* **Supplied information**:

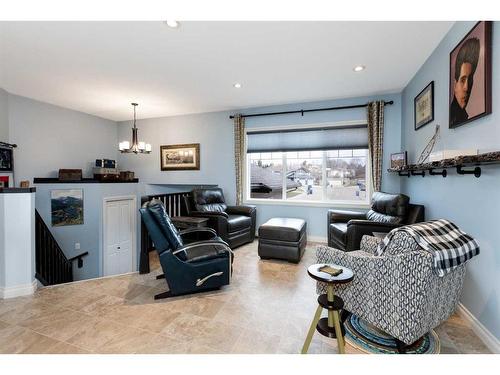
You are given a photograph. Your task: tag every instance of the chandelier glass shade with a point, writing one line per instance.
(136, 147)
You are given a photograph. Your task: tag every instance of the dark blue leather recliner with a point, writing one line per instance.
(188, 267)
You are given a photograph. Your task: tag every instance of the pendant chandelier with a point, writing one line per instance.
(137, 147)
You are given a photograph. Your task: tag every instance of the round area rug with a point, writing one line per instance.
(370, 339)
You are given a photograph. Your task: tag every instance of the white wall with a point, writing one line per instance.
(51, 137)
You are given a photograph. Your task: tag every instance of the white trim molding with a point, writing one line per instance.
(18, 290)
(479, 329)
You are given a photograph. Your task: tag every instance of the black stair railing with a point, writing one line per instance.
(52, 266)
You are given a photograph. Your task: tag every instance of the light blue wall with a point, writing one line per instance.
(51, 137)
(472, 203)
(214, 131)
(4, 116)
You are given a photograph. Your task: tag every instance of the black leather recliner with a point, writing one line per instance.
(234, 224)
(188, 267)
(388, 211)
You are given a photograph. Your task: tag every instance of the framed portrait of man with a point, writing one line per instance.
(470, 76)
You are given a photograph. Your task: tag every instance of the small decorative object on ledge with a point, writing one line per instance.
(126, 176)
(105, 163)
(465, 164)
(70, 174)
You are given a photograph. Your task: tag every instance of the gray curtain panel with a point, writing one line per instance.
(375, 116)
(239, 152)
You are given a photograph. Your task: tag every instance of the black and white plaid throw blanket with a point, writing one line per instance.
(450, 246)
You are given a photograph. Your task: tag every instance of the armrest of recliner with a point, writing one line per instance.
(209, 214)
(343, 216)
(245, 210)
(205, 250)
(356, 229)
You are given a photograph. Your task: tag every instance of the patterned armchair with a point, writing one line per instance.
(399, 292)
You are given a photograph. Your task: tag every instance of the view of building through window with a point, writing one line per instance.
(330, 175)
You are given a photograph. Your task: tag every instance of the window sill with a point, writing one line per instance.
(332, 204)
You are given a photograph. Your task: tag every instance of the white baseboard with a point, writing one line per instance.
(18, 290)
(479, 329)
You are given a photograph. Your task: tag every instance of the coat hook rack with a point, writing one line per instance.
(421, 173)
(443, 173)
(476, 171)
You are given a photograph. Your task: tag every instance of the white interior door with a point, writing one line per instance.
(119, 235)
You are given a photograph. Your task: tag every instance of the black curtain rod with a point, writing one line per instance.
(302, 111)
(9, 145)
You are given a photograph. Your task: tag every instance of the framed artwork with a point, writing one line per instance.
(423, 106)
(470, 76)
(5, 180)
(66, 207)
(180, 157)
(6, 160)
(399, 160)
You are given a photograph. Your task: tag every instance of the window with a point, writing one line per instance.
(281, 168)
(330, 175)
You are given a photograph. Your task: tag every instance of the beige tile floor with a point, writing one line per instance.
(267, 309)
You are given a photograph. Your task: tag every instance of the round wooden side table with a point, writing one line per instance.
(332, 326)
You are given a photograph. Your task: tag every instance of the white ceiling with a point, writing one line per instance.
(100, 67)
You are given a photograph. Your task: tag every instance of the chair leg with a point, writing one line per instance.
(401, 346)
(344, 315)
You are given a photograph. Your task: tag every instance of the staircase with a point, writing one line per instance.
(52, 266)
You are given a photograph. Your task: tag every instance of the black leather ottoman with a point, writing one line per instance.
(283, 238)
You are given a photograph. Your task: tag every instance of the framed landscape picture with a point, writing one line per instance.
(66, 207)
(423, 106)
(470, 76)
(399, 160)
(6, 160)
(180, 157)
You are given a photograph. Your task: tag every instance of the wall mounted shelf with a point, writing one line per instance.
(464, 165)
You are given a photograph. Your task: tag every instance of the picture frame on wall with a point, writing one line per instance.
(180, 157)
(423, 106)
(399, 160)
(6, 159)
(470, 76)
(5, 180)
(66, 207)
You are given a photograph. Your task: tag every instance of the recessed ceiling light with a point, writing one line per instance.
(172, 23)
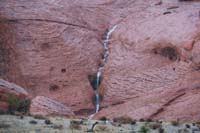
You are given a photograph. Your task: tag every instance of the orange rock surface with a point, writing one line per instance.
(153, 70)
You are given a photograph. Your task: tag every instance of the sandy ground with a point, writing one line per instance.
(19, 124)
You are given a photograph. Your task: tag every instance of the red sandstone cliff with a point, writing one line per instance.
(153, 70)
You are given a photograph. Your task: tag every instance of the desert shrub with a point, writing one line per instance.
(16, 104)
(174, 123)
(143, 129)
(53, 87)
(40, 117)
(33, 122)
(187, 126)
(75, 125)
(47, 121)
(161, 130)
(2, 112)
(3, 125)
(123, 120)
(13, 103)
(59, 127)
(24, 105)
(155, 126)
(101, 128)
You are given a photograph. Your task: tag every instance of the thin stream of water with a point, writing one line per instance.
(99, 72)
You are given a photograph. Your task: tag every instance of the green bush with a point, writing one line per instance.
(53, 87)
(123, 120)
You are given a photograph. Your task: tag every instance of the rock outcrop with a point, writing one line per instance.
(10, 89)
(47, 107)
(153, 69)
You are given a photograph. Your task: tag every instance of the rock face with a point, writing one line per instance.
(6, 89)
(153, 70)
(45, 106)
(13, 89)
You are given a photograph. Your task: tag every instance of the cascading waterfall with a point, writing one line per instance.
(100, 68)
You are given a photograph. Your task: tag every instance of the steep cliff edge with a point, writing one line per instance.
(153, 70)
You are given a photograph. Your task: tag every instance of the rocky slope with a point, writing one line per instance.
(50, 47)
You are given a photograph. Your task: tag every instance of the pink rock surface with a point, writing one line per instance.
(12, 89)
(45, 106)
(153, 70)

--

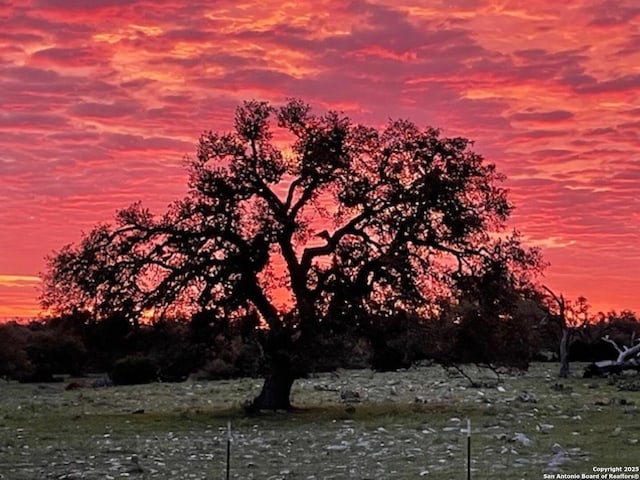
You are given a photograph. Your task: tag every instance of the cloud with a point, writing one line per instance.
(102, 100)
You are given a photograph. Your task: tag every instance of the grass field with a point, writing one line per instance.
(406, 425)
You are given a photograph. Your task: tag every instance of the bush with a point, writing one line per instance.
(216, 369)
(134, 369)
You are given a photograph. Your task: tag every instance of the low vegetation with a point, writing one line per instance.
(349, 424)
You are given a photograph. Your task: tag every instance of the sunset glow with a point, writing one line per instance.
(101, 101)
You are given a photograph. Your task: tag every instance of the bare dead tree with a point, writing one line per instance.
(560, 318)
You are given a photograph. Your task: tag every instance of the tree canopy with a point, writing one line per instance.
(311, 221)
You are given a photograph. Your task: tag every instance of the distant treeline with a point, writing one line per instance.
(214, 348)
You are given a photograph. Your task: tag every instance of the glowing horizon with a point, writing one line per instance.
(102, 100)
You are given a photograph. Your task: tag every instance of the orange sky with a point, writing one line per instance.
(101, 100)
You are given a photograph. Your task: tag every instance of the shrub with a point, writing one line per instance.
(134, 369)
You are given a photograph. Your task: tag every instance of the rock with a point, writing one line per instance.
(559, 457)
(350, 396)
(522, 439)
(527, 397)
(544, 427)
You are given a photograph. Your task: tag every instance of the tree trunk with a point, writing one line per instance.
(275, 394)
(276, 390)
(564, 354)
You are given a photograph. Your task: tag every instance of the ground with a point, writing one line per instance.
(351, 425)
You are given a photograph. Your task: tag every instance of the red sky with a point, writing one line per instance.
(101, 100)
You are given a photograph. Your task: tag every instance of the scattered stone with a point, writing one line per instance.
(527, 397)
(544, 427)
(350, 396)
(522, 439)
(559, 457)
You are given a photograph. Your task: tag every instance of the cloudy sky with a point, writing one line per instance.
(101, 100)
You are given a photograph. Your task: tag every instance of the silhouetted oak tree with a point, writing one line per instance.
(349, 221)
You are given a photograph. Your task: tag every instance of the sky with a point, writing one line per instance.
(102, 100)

* **Written task**: Report each line above that contains the string "leather" and copy every such line in full. Case counts.

* **Output of the task**:
You are given a photograph. Your task: tag every instance of the dark blue leather recliner with a point, writing one line per instance.
You are given a photograph. Your task: tag every instance of the black leather recliner with a point, writing one line per instance.
You are given a photograph. Your task: tag every instance of the black leather ottoman with a point, writing one line per instance.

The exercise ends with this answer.